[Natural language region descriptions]
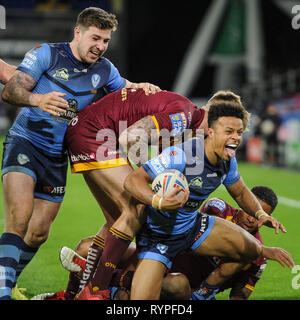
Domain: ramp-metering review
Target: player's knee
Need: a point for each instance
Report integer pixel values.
(36, 238)
(175, 286)
(82, 248)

Task details:
Return, without any change, only the lines from the one containing "Target: player's knee" through the last line of the entries above.

Solution:
Target: player's knee
Need: a point for each instance
Report integer pixel values.
(36, 238)
(175, 286)
(82, 248)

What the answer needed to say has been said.